> [DOCUMENT EXCERPT]:
┄┄┄┄┄┄┄┄┄┄

Boaz also shows that with him there is “no partiality”. He took pity on Ruth, the Moabitess, who belonged to a cursed nation (Deuteronomy 23:3). By this he illustrates strikingly how the “Master in heaven” deals with such situations.

The addition ‘in heaven’ shows in a special way the majesty of that Master. How great the appearance of an earthly master can be, it pales completely compared to that!

Now read Ephesians 6:5-9 again.

Reflection: How can a slave let the heavenly light shine in his often pitiful circumstances?


Verses 10-13

Struggle In the Heavenly Places

Ephesians 6:10. The word “finally” indicates that we will get something more. A closing word follows and even more than that, for even a new item is now addressed that actually connects properly to the foregoing. In the previous chapters you have read about the marvelous truths of the heavenly blessings and about Christ and the church. You also saw that these truths should affect our lives in different areas.

The item that has not been dealt with yet is that there is also an enemy that continually tries to prevent you from enjoying the blessings. He also wants to prevent the effects of those blessings showing in your life. That causes a struggle. In view of this struggle Paul draws attention to three points. The first point is the source of power, the second is the character of the enemy against whom you are struggling and the third is the armor that is handed to you, so that you are able to resist the enemy when he attacks you.

The enemy is powerful and also cunning. You yourself have no power to stand firm against his wiles, for this is especially the issue of this section. But in the Lord you have an awesome source of power at your disposal. He is mightier than any enemy. On top of that, it is His battle. He wants to triumph through you.

Therefore the first call is: “Be strong in the Lord.” Seek your power in Him, Who is the almighty and eternal God. Also be aware that He is your Lord, the One Who has authority over you. In Him everything is present to overcome. “In the strength of His might” indicates that He has the power to master every opposition against Him. “His might” means that He is able to practice His power in the right way.

Ephesians 6:11. In this verse you read how you can enter the battle. Therefore God hands you an armor. We shall soon see which parts this armor consists of. Here it is already said that you should put on the “full armor”. You cannot afford to miss one part. The point is that you shall stand firm against the continual wiles of the devil.

A beautiful example of somebody who stands firm against the attacks of the enemy, you read in 2 Samuel 23 (2 Samuel 23:11-2 Kings :). It is about Shammah, one of David’s heroes. Because of his firmness he could save a piece of land and its fruits for God’s people. That is also the case with our ‘land’, that is the heavenly places and the fruits of that land, that are the spiritual blessings.

The call to stand firm means that you shall not compromise any of the blessings you have received in Christ. The devil has a whole armory of tricks and feints to deceive you. By that I mean that he tries to keep you busy with things that are not meant for you. A very successful trick is that he gives Christians the idea that it is a good thing to get involved with the politics of this world. He who enters that area quickly loses the view of the heavenly blessings and the joy of them.

┄┄┄┄┄┄┄┄┄┄

> [COMPLETE THE FOLLOWING]:
1. Answer these questions from the commentary on Ephesians 6:
(a) What does the addition "in heaven" show about the Master?
(b) Who is Shammah?
(c) What trick of the devil does the commentary call very successful?
2. What are the points Paul draws attention to in view of the struggle, according to the commentary on Ephesians 6?
3. Carry on the commentary on Ephesians 6 from its last sentence.

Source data
┄┄┄┄┄┄┄┄┄┄

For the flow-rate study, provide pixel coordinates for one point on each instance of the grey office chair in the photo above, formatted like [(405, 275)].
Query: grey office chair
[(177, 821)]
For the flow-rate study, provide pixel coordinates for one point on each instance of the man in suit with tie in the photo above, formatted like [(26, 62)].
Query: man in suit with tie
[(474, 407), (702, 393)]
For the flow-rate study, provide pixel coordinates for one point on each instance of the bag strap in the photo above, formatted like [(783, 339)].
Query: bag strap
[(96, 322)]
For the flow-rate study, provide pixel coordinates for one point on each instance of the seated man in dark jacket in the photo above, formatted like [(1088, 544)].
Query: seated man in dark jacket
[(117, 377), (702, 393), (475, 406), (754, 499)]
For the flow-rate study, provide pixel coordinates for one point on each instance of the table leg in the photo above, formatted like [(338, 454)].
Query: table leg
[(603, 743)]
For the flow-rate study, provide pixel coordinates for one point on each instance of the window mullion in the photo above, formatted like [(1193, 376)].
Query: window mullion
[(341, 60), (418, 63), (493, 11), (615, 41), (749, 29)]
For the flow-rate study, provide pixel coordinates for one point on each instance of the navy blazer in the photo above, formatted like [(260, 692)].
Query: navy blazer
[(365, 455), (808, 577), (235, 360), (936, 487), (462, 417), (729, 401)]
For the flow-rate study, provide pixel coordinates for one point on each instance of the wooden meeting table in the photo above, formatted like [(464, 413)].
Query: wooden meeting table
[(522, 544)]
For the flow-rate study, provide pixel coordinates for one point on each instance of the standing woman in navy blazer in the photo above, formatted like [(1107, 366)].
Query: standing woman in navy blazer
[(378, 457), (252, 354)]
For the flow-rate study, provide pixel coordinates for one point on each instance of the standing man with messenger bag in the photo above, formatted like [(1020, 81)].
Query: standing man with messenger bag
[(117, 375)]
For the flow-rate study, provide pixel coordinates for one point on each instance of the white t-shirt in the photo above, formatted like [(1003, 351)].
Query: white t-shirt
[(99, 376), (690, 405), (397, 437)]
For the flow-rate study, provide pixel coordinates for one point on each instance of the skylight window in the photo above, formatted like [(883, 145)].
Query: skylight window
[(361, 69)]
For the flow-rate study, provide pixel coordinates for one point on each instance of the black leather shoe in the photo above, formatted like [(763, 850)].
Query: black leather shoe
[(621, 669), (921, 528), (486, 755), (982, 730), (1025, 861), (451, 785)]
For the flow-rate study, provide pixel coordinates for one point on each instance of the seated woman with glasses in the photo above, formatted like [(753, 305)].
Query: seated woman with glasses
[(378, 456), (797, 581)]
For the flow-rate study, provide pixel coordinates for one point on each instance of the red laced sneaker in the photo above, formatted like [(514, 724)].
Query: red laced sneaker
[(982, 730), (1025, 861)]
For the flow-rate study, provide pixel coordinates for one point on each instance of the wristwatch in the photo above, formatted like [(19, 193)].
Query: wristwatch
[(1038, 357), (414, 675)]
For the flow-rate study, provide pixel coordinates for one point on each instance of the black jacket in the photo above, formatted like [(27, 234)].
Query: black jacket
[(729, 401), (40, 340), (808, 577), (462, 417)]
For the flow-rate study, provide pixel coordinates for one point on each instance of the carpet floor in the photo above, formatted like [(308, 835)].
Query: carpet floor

┄┄┄┄┄┄┄┄┄┄

> [ANSWERS GIVEN]:
1.
(a) It shows in a special way the majesty of that Master.
(b) One of David's heroes.
(c) Giving Christians the idea that it is a good thing to get involved with the politics of this world.

2.
1. The source of power
2. The character of the enemy against whom you are struggling
3. The armor that is handed to you, so that you are able to resist the enemy when he attacks you

3.
But he knows more strategies, like discouragement, disappointment, confusion, moral failures and doctrinal error. All of his wiles suit him as the father of lies (John 8:44). He will always twist the truth. The best proof of that you already come across in Genesis 3 (Genesis 3:1). There you read about the first words the devil spoke in the Bible. He pretends to quote what God said, but he does that in his own way. The outcome is the fall of man. This is how he always operates; you have been warned (cf. 2 Corinthians 2:11; 2 Corinthians 11:14)!

Very fortunately we have an armor that is indeed of God, that is the armor God gives us. That of man does no good at all against the wiles of the devil. God has not put on the armor, but we have. God does not need a shield of faith and neither the other parts, but we do need them.

Ephesians 6:12. The armor doesn’t consist of a sword and a shield literally. The struggle is not against men, “not against flesh and blood”, but that doesn’t mean that the devil doesn’t use men. He certainly does use them, both unbelievers and believers. An example of the latter is illustrated in Matthew 16 (Matthew 16:23). The battle is spiritual and is going on in heavenly places; it is against powers that rule over the darkness wherein the world is absorbed.

Darkness is not only the absence of light, but also the presence of evil. Every place that has influences of sin or gives room to sin is a place where the devil and his demons are in action. So powers are hidden behind the darkness. The darkness is still being extended more and more by people who sin. They are activated to sin by invisible powers of wickedness, called demons. Demons move as powers on a much higher level than ours.

Ephesians 6:13. Therefore we are pointed again to “the full armor”. After all, the continuous intention of the devil is to rob the believer from the joy of the blessings he has received and which he has learnt to know in this letter. Therefore the battle will really fire off at the end of the letter only. Now you have enjoyed everything God has given to you and since you have a desire to enjoy it even more, and adapt your life to it, you should be aware that you are the target of the devil.

He will not bother the children of God who are indifferent about their blessings. Those children of God are very occupied with their earthly and sometimes even worldly matters, as if their salvation depends on that. But for you “the evil day” has come, the day the enemy tends to target you especially. The whole empire of darkness has been stirred and mobilized to pull down your intention.

Practically, there may be days that everything seems to go wrong and that all could not be a coincidence. In turn, this will cause you to come under pressure. But if you have put on the armor, you will stand firm against the pressure to give up. In this way you are able ‘to withstand’. This expression you also come across in James 4 and 1 Peter 5 (James 4:7; 1 Peter 5:9). It is about not giving into – and not to run away from – the threat from the enemy who wants to wipe out every thought about heavenly matters. However, God wants a testimony on earth exactly of that.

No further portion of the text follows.